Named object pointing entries
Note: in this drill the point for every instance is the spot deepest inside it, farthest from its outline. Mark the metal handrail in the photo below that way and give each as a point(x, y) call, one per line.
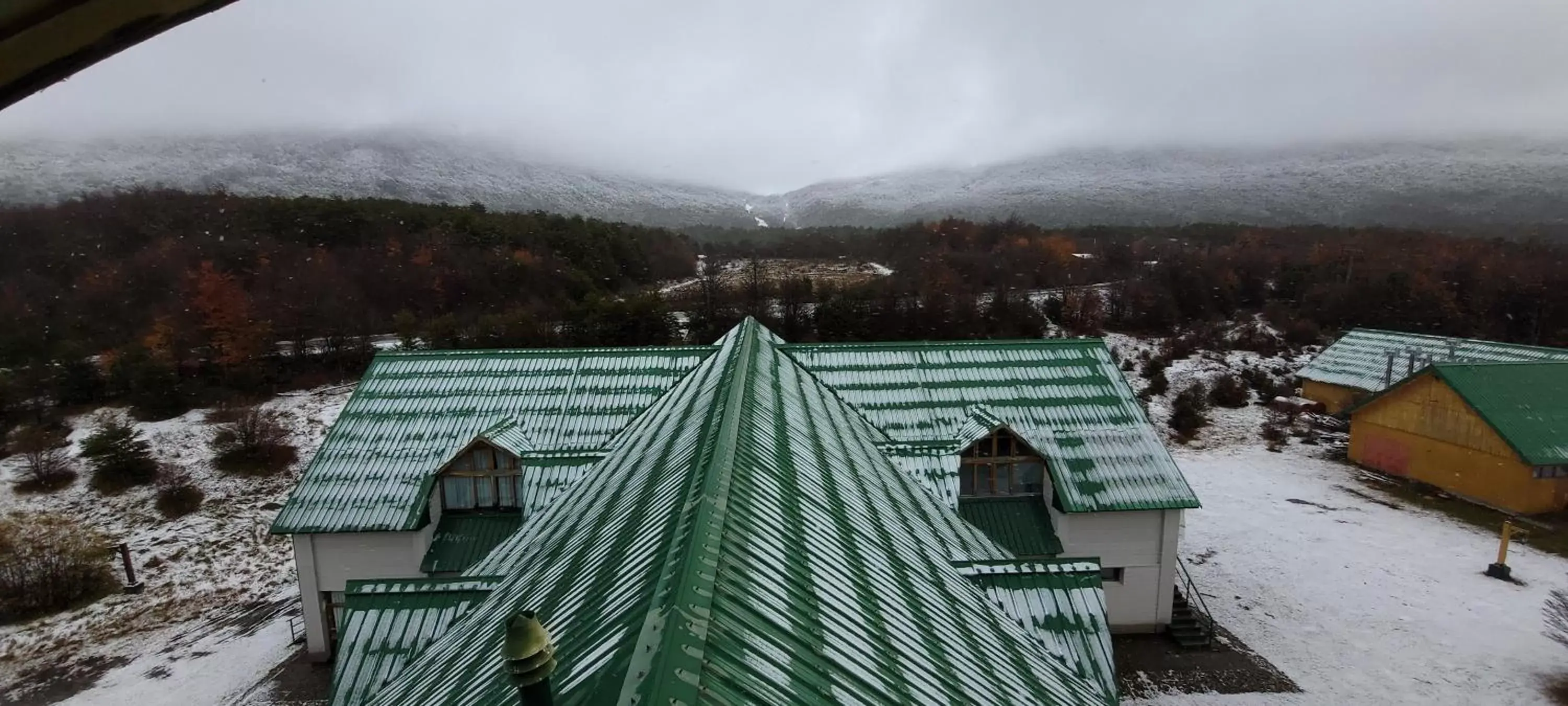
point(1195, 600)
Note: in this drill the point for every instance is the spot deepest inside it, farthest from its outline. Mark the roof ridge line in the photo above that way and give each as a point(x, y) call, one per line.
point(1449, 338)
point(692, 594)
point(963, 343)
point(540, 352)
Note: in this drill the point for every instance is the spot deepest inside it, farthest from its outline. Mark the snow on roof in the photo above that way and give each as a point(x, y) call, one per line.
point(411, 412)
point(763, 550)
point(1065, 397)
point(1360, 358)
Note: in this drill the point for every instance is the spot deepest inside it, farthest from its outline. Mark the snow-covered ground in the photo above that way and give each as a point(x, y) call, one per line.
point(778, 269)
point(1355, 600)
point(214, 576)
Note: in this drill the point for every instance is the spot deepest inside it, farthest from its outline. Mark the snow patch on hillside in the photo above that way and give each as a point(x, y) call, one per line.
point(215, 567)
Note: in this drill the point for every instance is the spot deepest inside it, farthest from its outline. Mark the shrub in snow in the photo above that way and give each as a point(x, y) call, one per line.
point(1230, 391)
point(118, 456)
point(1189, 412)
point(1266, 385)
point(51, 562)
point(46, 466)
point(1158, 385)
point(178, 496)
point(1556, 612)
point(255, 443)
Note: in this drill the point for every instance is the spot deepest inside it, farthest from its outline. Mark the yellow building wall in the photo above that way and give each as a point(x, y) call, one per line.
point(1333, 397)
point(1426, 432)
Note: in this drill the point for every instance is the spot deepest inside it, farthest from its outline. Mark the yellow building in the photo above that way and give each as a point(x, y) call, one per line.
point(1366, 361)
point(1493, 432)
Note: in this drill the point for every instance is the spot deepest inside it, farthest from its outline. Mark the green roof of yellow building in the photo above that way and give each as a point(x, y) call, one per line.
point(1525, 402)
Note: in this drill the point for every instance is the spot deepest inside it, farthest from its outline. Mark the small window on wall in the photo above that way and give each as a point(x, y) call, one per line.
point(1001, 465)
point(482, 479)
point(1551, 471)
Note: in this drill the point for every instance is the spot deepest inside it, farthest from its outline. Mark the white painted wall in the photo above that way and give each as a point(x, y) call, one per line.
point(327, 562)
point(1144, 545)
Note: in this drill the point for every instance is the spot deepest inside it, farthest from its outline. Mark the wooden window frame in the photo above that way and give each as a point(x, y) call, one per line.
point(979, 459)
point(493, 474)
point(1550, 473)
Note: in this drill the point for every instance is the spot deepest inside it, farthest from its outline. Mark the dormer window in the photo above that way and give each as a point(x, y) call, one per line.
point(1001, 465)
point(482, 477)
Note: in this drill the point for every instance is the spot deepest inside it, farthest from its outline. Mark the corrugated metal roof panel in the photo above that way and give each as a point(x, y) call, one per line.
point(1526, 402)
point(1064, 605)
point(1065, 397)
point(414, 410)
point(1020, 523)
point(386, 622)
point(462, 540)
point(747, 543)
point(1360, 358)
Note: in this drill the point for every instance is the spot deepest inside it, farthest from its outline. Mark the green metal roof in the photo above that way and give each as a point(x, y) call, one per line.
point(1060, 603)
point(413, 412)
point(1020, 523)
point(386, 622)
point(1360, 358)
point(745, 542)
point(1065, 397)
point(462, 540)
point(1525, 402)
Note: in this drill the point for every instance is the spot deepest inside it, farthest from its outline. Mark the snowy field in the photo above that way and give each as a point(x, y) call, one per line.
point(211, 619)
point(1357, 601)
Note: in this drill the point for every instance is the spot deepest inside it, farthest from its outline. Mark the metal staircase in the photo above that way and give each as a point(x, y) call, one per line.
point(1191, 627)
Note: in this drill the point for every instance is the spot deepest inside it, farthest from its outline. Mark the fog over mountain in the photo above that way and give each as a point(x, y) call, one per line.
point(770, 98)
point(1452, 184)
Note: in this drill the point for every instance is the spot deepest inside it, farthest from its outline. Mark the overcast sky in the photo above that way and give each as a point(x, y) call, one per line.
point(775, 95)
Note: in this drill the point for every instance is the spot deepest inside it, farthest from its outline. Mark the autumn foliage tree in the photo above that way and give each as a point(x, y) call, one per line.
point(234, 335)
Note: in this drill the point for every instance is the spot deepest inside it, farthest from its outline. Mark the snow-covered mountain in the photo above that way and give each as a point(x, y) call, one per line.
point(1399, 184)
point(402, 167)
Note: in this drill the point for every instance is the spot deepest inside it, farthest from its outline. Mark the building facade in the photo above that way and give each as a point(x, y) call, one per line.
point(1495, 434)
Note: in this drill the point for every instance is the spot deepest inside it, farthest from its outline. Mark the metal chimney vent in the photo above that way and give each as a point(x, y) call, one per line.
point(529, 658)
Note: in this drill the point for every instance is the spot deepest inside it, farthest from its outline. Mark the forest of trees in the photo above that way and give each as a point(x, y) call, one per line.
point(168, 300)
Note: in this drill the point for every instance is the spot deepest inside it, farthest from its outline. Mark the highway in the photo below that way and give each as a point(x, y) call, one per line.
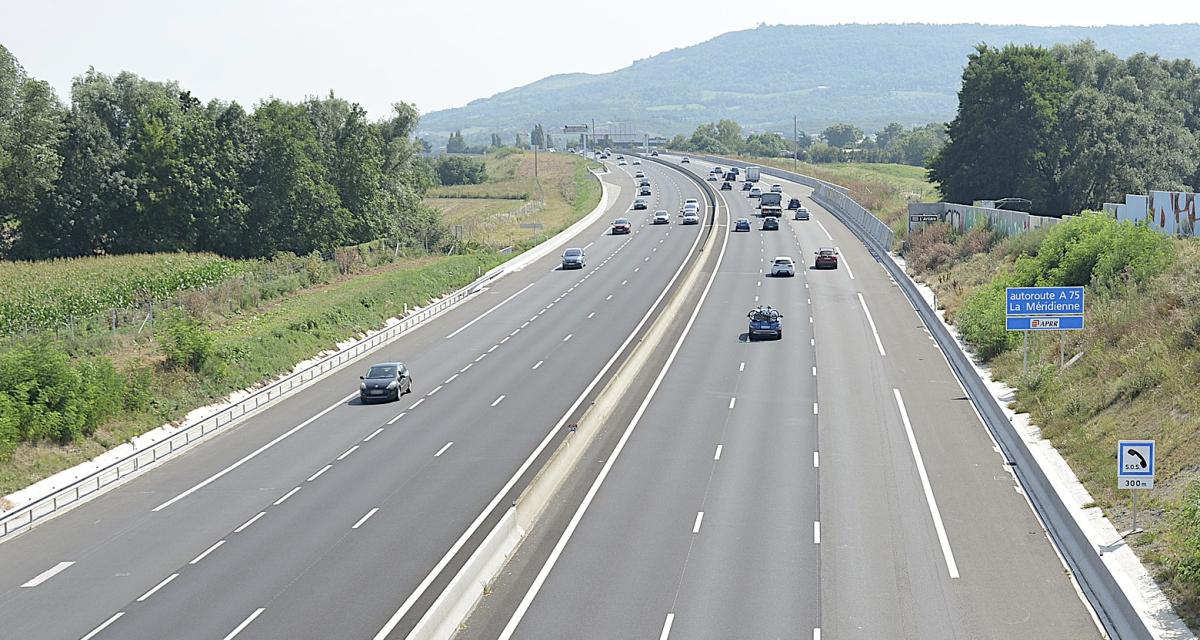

PROBLEM —
Copy out the stretch of the material from the line containing "Mark the shrub" through the line containing "point(1266, 385)", adding 24 to every x and y coordinate. Leave all other wording on those lines as it is.

EXERCISE RESPONSE —
Note: in this drill the point for every instance is the spot deepest inside it, farthest from its outline. Mark the shrub in snow in the photo above that way and give each as a point(x, y) call, one per line.
point(1254, 415)
point(142, 480)
point(1213, 436)
point(1290, 409)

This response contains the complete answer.